▶ [TASK STATEMENT] Write the data below out exactly as it stands. Do not include the pictures.

▶ [STORED DATA]
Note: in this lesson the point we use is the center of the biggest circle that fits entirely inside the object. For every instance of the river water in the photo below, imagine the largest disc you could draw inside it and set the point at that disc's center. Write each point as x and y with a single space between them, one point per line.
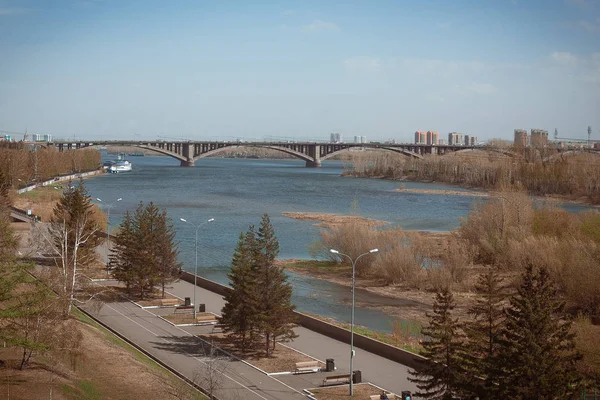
236 193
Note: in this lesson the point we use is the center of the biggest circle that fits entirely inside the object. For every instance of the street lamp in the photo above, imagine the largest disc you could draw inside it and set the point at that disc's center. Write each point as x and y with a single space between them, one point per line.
196 251
352 317
108 207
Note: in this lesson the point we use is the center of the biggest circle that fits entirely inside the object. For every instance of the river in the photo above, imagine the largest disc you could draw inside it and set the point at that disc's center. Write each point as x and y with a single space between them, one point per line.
236 193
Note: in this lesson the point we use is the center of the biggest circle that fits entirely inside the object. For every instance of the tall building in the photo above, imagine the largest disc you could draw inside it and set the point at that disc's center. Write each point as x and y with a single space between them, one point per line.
539 138
471 140
432 137
335 138
420 137
455 139
520 138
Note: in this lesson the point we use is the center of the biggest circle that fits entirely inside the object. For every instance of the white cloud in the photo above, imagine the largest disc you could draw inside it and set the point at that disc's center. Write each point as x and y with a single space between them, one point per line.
476 88
13 11
319 25
582 3
590 26
584 68
564 58
367 64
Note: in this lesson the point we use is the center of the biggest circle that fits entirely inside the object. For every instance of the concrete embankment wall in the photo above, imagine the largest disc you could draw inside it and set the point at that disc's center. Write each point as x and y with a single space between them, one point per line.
335 332
61 178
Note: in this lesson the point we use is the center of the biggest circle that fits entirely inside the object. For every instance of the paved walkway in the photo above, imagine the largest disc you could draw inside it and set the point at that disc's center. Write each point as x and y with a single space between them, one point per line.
182 350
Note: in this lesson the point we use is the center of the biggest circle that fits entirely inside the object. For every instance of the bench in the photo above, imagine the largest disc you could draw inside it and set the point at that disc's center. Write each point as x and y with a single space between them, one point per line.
184 308
307 366
391 396
336 379
170 302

▶ [WORKED ANSWER]
Note: in this lesson the point we use is the center of the biggest circle that fits entirely inside the object. For every instance of the river water in the photo below, imagine the largest disc you could draw inside it and set the point at that disc's center. Write each point as x and y with a single space between them, one point per line.
236 193
Note: in this lesson the point we use is the center of the biggest circle that fits entirely inside the object. For every instance of the street lamp in the photo above, imagine the largest disc you could draw inside it and set the point at that disc's center. Write each point as x and y with a single space between them, one point per line.
196 251
352 317
108 207
Note: in this lesson the point we use is the center of the biggest circle that fits entirely inside the object. For every instance of the river in the photo above, imagine the largest disc you could draw inside it and set the point at that disc's center. Write each point as x and y with a single space between them, one point per line.
236 193
Note: in this lesson the point we use is the center of the biggest circle that fits entirely inside the object. For every instance of the tall building in the photo above, imagine the largest disc you could draw inside it and set the point at that disc's center. Write each point as x and y with a single space between them, one point per line.
539 138
471 140
432 137
335 138
420 137
455 139
520 138
Note: in this lesson the point we use is the center of the biggest circle that fits entirely inside the object. For every instance of the white cloud in the photo above, imagine the largest disc you could draw inside it and set the point at that disc's center. Write each point as x and y with a single space between them, one point per line.
476 88
13 11
319 25
582 3
590 26
584 68
564 58
367 64
Note: in this lesson the point we use is the center of the biggest circle that fits entirely inside the object. For every instance of the concrete embankment wall in the photo above, imagine the largest disc you could draw inside it and set the point at that disc's center. Write each point as x and y with a single space between them, one point per line.
335 332
61 178
Note: in this lesson the point we use is the center of the biggest circle that fits entirely inside the object. For every instance of the paved walkway in the photo above, imagine the largest disc you could draw inside it and set the point at that disc's center. Write each point as x and y with a single space between them, one point per line.
182 350
Note: in this lesson the point we use is the center of the biggest circle that fits entirely inside the object. For every instance of the bench in the photo above, imagine the largest disc you could draw inside it and set the point at that disc's center. Write each point as x and y with a single space between them, one point per line.
184 308
307 366
391 396
336 379
170 302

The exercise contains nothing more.